• YOUR ASSIGNMENT
Each line of the data that mentions the string "below" needs to be identified and copied.

• GIVEN INFORMATION
*** Begin section ***

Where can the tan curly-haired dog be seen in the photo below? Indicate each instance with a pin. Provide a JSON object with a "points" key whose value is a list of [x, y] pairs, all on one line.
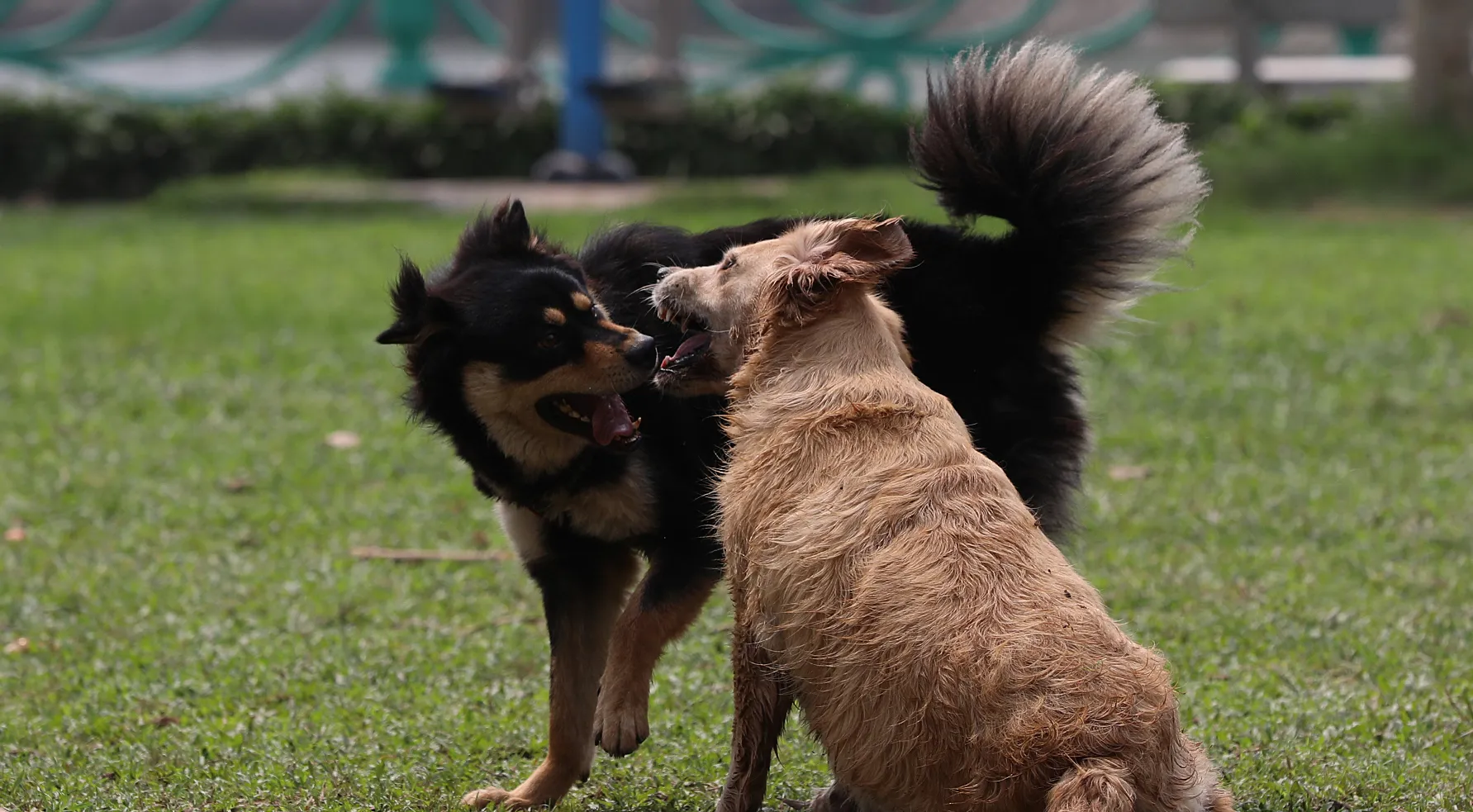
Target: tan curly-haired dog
{"points": [[890, 580]]}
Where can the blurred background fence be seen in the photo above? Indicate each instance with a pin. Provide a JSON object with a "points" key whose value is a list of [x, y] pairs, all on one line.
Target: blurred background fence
{"points": [[615, 88]]}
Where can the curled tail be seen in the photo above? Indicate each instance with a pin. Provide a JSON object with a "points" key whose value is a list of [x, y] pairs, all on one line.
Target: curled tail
{"points": [[1098, 188]]}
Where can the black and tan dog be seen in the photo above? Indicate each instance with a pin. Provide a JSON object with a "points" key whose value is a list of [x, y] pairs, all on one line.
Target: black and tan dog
{"points": [[535, 364]]}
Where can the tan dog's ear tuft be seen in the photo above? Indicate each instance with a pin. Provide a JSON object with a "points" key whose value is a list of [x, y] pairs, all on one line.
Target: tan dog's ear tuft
{"points": [[837, 252], [880, 245]]}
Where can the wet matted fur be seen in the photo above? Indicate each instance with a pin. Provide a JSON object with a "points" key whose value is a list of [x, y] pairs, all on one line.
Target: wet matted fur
{"points": [[1095, 186], [890, 580]]}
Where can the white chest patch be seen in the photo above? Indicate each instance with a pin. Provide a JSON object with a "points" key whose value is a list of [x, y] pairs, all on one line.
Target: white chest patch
{"points": [[523, 528]]}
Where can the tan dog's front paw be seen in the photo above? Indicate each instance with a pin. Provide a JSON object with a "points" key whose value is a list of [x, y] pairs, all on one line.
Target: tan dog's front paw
{"points": [[622, 721], [497, 798]]}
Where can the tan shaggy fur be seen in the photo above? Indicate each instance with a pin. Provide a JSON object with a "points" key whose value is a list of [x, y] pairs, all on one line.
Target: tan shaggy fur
{"points": [[890, 580]]}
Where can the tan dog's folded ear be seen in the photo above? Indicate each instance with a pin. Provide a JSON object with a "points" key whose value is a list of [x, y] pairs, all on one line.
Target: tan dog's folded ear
{"points": [[834, 254]]}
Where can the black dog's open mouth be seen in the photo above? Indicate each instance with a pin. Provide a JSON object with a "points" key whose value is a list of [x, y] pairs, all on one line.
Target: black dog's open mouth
{"points": [[696, 345], [603, 419]]}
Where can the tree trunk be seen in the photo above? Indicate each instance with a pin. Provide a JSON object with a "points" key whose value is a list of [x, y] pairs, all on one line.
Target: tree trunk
{"points": [[1442, 82]]}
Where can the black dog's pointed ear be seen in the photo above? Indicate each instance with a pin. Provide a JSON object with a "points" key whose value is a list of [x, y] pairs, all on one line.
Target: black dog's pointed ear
{"points": [[414, 310], [504, 231], [511, 223]]}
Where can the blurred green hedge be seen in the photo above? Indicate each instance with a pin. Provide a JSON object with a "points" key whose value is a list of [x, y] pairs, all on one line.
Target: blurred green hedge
{"points": [[83, 150], [1270, 152]]}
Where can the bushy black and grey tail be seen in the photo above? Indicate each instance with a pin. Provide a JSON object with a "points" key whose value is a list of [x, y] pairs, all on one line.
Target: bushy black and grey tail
{"points": [[1098, 188]]}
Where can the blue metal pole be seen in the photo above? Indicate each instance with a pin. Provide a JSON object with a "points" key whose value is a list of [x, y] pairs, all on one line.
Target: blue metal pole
{"points": [[582, 124]]}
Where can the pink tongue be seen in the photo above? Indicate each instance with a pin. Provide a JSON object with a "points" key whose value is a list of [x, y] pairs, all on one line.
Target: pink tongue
{"points": [[611, 420], [690, 345]]}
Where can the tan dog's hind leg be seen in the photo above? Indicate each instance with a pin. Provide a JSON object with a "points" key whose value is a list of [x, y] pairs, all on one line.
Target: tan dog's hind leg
{"points": [[1093, 786], [581, 599], [762, 700], [665, 605]]}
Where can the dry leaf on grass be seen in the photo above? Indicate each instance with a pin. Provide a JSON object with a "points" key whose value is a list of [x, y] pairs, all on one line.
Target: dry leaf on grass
{"points": [[1121, 473], [393, 554], [342, 439], [1447, 317]]}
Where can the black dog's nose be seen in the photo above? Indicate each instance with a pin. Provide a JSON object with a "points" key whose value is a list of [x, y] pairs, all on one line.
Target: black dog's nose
{"points": [[641, 354]]}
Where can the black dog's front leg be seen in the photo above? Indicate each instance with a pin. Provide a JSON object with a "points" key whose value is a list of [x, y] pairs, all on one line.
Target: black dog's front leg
{"points": [[581, 596], [663, 606]]}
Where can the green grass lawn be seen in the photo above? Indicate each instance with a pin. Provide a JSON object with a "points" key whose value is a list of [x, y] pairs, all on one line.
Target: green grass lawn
{"points": [[201, 639]]}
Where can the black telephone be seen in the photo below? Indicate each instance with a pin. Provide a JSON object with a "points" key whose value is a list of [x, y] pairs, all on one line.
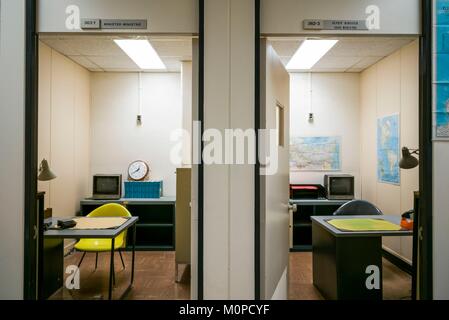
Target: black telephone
{"points": [[408, 214], [65, 224]]}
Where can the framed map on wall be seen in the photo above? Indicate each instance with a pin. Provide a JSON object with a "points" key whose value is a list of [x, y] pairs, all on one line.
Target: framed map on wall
{"points": [[315, 154], [388, 155]]}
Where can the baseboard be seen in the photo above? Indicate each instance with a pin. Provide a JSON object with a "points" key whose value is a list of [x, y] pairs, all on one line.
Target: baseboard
{"points": [[398, 262]]}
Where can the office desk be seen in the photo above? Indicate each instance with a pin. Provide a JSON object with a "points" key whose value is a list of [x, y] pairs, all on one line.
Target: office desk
{"points": [[341, 258], [99, 234]]}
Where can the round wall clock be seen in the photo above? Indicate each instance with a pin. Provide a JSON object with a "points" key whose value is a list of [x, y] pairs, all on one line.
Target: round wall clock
{"points": [[138, 170]]}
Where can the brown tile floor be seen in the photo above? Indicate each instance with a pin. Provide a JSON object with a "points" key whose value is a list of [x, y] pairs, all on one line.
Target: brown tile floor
{"points": [[396, 283], [155, 278]]}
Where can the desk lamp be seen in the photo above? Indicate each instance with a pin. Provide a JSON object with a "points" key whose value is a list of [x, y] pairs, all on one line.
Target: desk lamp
{"points": [[45, 174], [408, 161]]}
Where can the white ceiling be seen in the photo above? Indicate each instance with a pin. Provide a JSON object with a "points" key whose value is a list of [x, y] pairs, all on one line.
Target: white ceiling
{"points": [[100, 53], [350, 54]]}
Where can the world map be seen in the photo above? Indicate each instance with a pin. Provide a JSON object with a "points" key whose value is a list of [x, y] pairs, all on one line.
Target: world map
{"points": [[388, 149], [315, 154]]}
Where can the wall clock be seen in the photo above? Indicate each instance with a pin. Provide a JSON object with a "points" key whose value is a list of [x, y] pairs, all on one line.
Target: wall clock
{"points": [[138, 170]]}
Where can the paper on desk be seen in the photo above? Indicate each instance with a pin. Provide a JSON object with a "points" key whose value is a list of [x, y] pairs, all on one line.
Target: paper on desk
{"points": [[87, 223], [364, 225]]}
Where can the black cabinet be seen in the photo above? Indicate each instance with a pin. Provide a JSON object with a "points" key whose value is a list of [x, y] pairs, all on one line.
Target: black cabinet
{"points": [[155, 230], [301, 224]]}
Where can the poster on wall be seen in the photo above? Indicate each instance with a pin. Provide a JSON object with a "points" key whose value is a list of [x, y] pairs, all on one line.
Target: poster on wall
{"points": [[441, 72], [388, 155], [315, 154]]}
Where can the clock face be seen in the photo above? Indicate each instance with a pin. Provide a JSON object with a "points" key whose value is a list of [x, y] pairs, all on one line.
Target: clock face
{"points": [[138, 170]]}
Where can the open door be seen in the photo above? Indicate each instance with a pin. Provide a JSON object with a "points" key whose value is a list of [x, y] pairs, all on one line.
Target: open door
{"points": [[274, 185]]}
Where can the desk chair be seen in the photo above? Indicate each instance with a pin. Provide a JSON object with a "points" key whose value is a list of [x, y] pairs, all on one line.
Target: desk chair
{"points": [[104, 245], [358, 207]]}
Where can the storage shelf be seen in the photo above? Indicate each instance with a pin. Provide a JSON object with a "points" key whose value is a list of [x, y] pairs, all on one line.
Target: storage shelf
{"points": [[156, 226], [302, 224], [301, 248], [301, 232]]}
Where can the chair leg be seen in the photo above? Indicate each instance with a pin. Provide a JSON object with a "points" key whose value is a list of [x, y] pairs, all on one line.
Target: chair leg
{"points": [[121, 258], [113, 275], [82, 258]]}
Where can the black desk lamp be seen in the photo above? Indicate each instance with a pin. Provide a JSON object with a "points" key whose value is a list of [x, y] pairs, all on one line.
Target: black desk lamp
{"points": [[45, 174], [408, 161]]}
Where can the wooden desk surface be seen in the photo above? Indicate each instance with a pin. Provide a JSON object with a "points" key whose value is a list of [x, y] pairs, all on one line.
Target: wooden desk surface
{"points": [[322, 221], [90, 234], [131, 201]]}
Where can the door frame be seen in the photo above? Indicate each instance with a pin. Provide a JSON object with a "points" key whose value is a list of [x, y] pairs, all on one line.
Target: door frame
{"points": [[30, 283], [422, 276]]}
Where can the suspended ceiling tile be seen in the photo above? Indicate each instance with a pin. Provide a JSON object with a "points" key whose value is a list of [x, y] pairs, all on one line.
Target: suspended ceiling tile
{"points": [[180, 48], [95, 47], [366, 62], [84, 62], [286, 48], [61, 46], [331, 62], [108, 62]]}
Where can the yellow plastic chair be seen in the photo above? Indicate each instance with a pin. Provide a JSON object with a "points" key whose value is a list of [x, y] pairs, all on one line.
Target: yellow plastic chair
{"points": [[104, 245]]}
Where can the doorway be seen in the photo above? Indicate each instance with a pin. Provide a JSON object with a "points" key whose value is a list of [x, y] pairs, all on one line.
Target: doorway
{"points": [[100, 115], [380, 78]]}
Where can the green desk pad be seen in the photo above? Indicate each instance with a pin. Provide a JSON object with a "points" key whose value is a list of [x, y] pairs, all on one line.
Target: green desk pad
{"points": [[364, 225]]}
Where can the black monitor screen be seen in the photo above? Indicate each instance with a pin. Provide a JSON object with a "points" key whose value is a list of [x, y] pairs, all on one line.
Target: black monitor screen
{"points": [[342, 186], [106, 185]]}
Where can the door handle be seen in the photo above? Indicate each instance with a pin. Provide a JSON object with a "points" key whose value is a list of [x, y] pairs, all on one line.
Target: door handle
{"points": [[35, 232]]}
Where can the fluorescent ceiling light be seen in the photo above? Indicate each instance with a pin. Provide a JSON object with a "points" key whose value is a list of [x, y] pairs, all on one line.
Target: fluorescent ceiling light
{"points": [[309, 53], [142, 53]]}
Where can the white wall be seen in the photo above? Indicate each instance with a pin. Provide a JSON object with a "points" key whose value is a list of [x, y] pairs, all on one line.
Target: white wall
{"points": [[64, 130], [186, 91], [281, 17], [391, 86], [229, 189], [336, 108], [163, 16], [12, 124], [117, 140]]}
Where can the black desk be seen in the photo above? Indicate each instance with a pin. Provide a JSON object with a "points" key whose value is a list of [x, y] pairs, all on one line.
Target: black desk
{"points": [[98, 234], [340, 258]]}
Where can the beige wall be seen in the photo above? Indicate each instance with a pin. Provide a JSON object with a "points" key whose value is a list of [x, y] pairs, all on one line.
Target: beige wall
{"points": [[12, 146], [286, 16], [229, 189], [389, 87], [117, 140], [335, 99], [64, 124], [163, 16]]}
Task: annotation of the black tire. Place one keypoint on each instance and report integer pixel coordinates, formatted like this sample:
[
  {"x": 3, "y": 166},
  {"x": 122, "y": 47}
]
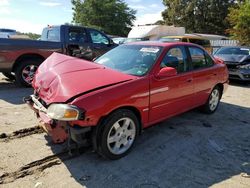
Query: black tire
[
  {"x": 9, "y": 75},
  {"x": 208, "y": 108},
  {"x": 108, "y": 126},
  {"x": 20, "y": 80}
]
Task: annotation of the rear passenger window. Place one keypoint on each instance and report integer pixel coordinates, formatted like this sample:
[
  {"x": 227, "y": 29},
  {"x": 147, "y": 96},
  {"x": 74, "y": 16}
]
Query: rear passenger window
[
  {"x": 98, "y": 38},
  {"x": 200, "y": 59},
  {"x": 77, "y": 35},
  {"x": 176, "y": 58}
]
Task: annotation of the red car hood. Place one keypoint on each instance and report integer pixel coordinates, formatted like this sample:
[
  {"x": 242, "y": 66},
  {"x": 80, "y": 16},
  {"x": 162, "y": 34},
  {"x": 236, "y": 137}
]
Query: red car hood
[{"x": 62, "y": 77}]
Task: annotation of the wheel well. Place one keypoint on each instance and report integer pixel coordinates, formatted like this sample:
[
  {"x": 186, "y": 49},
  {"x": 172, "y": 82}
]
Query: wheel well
[
  {"x": 221, "y": 87},
  {"x": 26, "y": 57}
]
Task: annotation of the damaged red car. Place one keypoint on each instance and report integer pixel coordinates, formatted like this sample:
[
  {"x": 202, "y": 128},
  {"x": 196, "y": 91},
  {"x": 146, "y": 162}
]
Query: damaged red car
[{"x": 109, "y": 101}]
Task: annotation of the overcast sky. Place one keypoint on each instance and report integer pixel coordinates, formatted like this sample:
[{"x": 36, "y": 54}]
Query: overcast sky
[{"x": 33, "y": 15}]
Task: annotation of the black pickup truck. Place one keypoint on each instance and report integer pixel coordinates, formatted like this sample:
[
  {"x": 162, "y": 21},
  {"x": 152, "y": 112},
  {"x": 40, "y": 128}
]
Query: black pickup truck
[{"x": 20, "y": 58}]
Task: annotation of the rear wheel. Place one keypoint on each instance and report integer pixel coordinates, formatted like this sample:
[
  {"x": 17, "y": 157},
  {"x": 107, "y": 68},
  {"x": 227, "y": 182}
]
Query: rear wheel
[
  {"x": 213, "y": 101},
  {"x": 9, "y": 75},
  {"x": 118, "y": 134},
  {"x": 26, "y": 70}
]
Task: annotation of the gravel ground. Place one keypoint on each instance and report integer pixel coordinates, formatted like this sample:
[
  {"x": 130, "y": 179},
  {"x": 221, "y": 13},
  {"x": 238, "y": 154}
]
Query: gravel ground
[{"x": 190, "y": 150}]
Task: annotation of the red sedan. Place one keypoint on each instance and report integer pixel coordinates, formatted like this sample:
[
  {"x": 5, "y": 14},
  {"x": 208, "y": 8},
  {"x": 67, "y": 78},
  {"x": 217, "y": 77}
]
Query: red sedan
[{"x": 131, "y": 87}]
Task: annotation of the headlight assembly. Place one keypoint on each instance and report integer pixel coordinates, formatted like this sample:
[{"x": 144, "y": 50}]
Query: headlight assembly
[
  {"x": 64, "y": 112},
  {"x": 247, "y": 66}
]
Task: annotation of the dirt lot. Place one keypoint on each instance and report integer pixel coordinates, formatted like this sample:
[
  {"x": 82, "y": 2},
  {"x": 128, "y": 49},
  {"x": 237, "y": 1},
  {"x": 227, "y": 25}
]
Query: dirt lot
[{"x": 191, "y": 150}]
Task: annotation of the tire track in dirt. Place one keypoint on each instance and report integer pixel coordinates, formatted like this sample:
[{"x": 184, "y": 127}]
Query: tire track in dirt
[
  {"x": 38, "y": 166},
  {"x": 21, "y": 133}
]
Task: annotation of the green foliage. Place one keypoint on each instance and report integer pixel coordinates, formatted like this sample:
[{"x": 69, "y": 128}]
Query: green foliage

*** End section ***

• RESPONSE TO THIS TASK
Where can the tan curly-haired dog be seen in the photo below? Indicate each instance with a pin. Provide a JSON object with a "points" key whose value is a list of [x, y] pairs, all on one line.
Where can the black telephone be seen in the photo below? Indicate each instance with a pin. Provide a JSON object with a "points" key whose value is a list of [x, y] pairs, all on one line.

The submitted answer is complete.